Dataset rows
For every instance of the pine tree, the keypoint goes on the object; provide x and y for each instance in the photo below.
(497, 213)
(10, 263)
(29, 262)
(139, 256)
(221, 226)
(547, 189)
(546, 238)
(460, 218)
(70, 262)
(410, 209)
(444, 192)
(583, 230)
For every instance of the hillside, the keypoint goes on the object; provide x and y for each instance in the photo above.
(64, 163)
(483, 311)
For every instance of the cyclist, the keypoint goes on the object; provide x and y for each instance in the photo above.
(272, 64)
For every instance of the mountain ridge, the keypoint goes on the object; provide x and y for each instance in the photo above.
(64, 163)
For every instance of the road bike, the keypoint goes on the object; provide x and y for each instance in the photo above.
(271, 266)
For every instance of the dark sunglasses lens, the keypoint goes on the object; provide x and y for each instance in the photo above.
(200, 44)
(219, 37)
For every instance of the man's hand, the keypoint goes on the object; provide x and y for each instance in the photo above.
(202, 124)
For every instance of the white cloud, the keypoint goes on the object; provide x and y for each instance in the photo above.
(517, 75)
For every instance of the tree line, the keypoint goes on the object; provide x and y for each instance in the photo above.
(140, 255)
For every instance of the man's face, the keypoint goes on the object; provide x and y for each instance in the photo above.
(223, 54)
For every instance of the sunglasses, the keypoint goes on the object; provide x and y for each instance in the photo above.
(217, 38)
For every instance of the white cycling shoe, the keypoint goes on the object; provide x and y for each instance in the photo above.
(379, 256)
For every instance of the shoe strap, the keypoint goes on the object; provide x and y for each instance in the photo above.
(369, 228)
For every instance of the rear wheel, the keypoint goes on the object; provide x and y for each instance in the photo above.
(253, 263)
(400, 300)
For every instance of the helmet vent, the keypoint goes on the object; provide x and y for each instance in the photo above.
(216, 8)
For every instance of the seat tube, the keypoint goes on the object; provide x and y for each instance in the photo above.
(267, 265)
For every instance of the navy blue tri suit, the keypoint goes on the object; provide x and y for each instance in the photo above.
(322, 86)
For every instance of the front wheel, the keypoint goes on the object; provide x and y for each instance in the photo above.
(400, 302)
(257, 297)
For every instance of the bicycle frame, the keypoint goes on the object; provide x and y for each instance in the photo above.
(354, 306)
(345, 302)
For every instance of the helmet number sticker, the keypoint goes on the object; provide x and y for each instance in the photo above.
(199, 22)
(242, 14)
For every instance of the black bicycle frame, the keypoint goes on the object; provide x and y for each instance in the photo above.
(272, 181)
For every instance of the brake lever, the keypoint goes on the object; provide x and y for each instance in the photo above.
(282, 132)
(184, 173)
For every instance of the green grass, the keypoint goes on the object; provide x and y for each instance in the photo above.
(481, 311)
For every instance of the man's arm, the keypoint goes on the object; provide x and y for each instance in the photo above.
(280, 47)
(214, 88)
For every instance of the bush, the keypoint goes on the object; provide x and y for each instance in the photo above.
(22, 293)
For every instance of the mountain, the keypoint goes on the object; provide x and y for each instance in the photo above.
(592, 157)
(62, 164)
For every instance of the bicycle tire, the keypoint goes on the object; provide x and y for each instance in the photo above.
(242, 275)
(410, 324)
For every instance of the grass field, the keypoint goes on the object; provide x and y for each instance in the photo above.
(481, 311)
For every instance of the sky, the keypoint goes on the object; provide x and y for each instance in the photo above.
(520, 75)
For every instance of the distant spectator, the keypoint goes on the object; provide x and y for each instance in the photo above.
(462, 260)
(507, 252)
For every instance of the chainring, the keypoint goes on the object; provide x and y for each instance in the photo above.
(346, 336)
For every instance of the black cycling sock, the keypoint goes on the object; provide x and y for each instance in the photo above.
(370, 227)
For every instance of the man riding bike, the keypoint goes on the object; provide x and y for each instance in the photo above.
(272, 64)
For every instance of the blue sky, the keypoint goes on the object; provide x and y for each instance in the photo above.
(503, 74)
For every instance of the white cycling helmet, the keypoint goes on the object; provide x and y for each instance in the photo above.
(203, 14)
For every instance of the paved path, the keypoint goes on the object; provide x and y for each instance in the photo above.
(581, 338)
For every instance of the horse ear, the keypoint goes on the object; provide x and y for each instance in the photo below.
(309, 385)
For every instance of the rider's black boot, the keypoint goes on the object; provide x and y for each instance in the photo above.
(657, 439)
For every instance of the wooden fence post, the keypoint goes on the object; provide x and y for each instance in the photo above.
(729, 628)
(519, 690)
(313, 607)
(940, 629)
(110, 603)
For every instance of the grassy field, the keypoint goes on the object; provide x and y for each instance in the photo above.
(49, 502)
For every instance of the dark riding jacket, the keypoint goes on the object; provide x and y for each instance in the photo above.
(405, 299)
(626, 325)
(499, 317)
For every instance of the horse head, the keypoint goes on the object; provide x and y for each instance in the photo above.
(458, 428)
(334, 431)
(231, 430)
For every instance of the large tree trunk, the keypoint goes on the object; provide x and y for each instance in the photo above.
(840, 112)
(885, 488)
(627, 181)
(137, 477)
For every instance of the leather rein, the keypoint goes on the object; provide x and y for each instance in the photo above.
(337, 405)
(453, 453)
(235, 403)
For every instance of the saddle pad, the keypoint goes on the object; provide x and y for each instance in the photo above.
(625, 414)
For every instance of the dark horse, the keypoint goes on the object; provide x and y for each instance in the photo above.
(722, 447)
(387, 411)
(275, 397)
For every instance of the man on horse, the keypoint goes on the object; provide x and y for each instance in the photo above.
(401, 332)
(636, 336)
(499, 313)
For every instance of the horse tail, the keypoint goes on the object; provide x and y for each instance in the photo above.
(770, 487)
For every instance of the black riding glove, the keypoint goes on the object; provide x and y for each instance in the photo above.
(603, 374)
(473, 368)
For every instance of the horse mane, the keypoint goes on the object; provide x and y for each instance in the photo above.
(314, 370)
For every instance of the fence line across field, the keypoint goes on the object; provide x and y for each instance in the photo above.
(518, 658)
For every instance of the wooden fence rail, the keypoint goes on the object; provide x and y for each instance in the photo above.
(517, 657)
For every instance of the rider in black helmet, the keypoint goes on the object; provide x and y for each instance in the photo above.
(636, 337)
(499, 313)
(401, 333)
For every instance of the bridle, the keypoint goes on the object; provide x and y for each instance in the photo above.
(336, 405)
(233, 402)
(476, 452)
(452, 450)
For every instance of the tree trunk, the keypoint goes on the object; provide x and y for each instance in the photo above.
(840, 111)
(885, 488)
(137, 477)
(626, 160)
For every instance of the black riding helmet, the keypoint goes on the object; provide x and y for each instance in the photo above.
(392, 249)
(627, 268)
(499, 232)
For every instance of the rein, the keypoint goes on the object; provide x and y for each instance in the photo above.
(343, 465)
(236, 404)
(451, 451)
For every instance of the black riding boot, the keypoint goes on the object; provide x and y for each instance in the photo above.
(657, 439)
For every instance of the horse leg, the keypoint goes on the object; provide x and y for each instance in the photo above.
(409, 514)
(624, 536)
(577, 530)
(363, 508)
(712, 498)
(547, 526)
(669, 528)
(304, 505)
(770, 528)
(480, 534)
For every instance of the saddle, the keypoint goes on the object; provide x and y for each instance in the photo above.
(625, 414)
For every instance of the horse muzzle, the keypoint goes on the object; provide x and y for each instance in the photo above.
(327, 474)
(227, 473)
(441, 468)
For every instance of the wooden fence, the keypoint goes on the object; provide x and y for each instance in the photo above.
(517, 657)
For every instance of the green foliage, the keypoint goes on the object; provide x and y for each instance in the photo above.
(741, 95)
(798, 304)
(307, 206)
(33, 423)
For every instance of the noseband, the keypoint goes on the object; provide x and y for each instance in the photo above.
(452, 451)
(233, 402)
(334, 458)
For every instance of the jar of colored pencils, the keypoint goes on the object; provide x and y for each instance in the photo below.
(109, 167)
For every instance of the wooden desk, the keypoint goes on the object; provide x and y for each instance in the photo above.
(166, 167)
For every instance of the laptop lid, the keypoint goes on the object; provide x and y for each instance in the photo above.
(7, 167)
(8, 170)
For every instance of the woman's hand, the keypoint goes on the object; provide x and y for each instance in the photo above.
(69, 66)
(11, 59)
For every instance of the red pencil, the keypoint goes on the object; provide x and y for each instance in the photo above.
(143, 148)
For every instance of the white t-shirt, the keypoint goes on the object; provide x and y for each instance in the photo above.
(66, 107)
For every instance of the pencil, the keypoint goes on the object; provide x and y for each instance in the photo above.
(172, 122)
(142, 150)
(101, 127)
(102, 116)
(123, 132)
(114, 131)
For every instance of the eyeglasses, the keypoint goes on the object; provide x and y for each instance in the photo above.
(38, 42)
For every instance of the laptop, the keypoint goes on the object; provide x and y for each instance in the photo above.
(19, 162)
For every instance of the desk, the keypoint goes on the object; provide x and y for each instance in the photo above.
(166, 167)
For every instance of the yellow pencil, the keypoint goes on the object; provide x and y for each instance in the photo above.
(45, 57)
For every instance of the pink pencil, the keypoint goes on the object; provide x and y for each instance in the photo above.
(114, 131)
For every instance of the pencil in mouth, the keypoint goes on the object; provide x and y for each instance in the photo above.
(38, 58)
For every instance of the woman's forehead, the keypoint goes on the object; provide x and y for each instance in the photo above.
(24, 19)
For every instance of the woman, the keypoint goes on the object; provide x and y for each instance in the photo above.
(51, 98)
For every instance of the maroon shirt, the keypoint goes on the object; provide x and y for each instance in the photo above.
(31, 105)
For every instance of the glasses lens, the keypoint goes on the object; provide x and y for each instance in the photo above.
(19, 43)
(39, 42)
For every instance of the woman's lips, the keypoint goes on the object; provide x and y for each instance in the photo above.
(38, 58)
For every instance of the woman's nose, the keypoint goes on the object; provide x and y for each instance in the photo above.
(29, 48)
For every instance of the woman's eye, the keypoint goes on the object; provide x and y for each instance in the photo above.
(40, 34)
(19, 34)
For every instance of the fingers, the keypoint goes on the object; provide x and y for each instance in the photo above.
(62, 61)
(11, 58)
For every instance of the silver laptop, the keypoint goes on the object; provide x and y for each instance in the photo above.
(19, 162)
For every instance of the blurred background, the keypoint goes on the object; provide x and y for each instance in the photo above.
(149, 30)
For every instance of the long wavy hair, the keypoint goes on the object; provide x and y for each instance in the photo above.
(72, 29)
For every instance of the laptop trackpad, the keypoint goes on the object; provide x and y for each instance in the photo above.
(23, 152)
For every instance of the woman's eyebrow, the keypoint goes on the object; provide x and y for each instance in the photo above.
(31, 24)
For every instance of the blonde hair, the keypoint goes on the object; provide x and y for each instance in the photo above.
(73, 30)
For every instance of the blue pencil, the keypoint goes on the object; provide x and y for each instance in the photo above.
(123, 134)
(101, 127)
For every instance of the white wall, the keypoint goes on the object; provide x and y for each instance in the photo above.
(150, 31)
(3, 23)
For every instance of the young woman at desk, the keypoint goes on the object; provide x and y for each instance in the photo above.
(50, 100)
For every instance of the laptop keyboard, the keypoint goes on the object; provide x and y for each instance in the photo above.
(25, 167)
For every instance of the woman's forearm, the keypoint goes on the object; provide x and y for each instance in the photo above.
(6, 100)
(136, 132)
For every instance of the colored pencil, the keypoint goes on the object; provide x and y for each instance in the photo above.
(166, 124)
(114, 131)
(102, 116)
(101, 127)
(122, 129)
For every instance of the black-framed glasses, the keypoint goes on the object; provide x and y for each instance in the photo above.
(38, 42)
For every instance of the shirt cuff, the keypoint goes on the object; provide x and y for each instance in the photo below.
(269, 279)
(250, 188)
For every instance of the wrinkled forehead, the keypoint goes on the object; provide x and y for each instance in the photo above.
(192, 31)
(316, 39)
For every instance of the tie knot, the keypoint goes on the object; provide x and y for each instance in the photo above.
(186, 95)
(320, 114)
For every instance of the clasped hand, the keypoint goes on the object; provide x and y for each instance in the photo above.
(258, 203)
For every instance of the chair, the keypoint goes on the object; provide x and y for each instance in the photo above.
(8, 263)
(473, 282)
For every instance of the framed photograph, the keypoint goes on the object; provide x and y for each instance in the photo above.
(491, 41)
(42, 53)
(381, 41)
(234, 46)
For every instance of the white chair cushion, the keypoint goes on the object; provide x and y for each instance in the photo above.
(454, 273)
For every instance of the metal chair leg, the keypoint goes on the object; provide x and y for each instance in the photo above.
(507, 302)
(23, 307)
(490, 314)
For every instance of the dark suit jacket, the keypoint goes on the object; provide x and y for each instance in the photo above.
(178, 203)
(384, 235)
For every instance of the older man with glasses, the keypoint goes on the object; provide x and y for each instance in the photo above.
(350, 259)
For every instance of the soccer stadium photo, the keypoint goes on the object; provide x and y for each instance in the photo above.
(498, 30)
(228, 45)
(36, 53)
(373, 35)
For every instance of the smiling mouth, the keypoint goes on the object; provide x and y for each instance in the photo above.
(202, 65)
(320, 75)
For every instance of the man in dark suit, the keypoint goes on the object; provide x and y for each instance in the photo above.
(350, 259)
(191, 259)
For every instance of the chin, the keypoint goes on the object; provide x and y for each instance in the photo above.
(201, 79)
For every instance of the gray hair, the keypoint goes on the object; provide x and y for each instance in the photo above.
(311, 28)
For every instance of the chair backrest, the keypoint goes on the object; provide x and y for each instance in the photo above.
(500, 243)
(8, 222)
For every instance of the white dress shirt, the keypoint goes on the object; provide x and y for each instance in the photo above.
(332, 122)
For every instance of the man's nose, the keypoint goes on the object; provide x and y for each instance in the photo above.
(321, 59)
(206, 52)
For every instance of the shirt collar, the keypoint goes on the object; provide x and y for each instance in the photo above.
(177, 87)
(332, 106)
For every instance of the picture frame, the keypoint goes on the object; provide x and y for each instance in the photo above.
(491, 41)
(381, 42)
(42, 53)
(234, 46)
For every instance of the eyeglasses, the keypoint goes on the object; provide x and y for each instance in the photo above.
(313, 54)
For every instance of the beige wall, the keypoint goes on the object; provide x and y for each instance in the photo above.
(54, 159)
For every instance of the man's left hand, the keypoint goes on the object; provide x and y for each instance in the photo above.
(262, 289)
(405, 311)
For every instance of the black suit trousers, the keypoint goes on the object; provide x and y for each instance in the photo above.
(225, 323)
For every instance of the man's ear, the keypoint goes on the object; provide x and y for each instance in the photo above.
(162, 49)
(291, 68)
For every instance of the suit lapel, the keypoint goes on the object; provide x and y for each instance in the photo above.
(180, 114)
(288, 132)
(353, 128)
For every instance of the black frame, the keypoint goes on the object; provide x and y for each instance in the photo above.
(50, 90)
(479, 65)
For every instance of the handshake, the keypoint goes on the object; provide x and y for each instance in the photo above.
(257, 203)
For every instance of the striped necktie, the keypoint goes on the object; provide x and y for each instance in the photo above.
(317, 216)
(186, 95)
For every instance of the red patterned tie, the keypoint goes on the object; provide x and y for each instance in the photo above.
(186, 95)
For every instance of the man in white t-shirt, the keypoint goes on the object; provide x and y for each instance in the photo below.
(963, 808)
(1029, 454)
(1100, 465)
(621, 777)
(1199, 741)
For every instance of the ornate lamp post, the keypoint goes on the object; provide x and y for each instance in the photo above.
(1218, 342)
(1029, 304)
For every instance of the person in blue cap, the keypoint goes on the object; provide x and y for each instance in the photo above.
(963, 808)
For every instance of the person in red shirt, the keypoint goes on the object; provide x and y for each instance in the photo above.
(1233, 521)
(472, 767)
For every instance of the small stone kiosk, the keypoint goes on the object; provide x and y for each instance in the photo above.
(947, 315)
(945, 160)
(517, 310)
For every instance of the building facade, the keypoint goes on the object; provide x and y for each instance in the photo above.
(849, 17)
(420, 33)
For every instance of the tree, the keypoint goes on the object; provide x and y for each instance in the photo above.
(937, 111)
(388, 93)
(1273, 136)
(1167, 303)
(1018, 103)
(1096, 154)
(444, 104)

Short exercise
Could you rewrite everything from the line containing "For every instance of the small" down to the end of the items, swapping "building facade" for "building front" and leaving the rest untouched?

Exercise solution
For every instance of the small stone kiosk, the keypoint goes on the object; provide x and y for each instance in the photo above.
(947, 315)
(945, 160)
(517, 310)
For every instance of the building front, the keypoint goes on the object; provide x and y for each instance in the photo above.
(849, 17)
(420, 33)
For every instance of the tree, the keypoint goes on the object; provide x and y for each instance in the photo above.
(937, 111)
(388, 93)
(1273, 136)
(1167, 303)
(1018, 103)
(1096, 154)
(444, 104)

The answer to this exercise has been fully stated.